■ **GOAL OF THE EXERCISE**: Reproduce the following lines verbatim, starting at the line that contains "[Batch spec] Target class: sheet" and ending after the line that contains "[[671, 109, 867, 275], [1201, 481, 1280, 548]]".

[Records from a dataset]
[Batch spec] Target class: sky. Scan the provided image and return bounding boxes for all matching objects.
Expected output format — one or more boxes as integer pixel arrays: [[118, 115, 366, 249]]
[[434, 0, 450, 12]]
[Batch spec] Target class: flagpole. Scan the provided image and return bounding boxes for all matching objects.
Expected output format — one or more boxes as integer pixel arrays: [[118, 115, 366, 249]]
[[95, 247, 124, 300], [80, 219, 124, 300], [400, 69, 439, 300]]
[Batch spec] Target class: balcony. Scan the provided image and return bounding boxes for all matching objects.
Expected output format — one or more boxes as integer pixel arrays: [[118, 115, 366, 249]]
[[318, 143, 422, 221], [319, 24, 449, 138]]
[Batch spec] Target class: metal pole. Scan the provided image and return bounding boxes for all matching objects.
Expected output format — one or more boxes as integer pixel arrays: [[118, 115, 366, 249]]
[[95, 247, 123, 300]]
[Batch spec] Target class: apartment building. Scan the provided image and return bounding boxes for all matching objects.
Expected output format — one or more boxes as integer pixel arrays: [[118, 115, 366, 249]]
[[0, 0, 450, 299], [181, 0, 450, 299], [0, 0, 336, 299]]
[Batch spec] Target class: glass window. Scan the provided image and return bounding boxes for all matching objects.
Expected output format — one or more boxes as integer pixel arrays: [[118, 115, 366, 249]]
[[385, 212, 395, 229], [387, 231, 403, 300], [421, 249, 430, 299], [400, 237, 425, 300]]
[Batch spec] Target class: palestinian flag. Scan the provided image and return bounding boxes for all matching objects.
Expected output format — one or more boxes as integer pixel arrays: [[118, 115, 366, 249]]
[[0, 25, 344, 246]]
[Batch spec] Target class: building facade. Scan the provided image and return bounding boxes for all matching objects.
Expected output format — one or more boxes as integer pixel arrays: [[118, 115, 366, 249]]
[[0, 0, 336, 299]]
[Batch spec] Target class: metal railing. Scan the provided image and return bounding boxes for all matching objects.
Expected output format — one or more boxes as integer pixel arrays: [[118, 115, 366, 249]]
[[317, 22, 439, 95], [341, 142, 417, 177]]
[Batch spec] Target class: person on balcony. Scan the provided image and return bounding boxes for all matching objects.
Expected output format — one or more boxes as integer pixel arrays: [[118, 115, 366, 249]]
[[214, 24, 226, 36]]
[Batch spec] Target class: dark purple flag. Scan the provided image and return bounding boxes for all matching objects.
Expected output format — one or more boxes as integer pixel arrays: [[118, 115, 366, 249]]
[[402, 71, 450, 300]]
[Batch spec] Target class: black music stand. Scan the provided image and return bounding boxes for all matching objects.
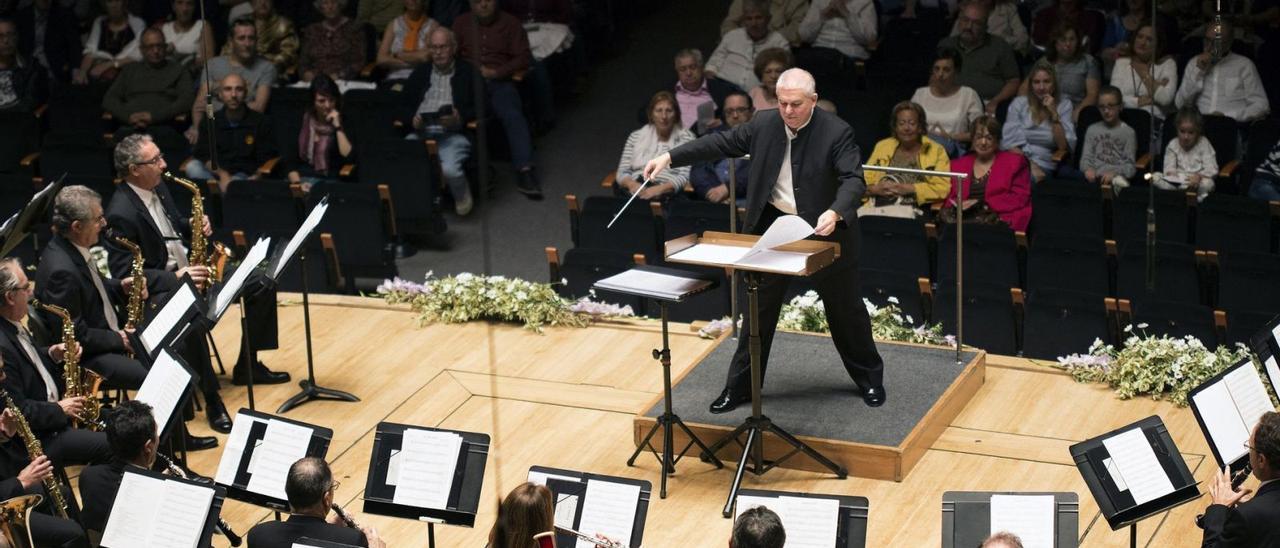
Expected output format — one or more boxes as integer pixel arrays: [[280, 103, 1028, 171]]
[[733, 489, 870, 548], [365, 423, 489, 548], [666, 230, 849, 517], [1070, 415, 1201, 547], [594, 265, 724, 498], [529, 466, 653, 547], [215, 408, 333, 512], [942, 490, 1080, 548]]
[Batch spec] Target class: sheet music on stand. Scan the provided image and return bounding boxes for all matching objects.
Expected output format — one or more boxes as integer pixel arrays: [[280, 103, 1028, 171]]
[[214, 408, 333, 512], [101, 466, 225, 548]]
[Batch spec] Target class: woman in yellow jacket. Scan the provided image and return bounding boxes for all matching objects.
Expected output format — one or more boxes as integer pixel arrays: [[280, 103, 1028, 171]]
[[863, 101, 951, 213]]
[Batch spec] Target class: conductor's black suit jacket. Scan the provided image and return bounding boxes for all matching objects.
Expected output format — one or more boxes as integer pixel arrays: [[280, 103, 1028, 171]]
[[671, 109, 867, 275], [1201, 481, 1280, 548]]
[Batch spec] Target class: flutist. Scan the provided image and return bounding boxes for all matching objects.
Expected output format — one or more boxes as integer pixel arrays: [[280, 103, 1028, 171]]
[[248, 457, 387, 548]]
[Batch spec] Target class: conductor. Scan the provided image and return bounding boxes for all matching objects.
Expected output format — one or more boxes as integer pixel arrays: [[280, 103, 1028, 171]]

■ **OUTPUT FOR THIS EXERCISE**:
[Batch spec] Target class: sheet music on stand. Scan the provided image and return bounding boxes for all matching objects.
Expected output format — one or more boxes as integer pixel arrays: [[280, 103, 1028, 171]]
[[214, 408, 333, 512], [101, 466, 225, 548]]
[Batch spec] Target class: woman in yellow jacket. Scan the provided image and return bounding boxes for all matching objects.
Expected output format — one or more boxes as integer pixel arrays: [[280, 103, 1028, 171]]
[[863, 101, 951, 213]]
[Batch spec] Target class: conductor's black suit jacket. Scan the provided image and return bounding boxes for all matching objects.
Expected output format — one or more boxes as integer pixel arrays: [[280, 103, 1028, 171]]
[[671, 109, 867, 275], [1201, 481, 1280, 548]]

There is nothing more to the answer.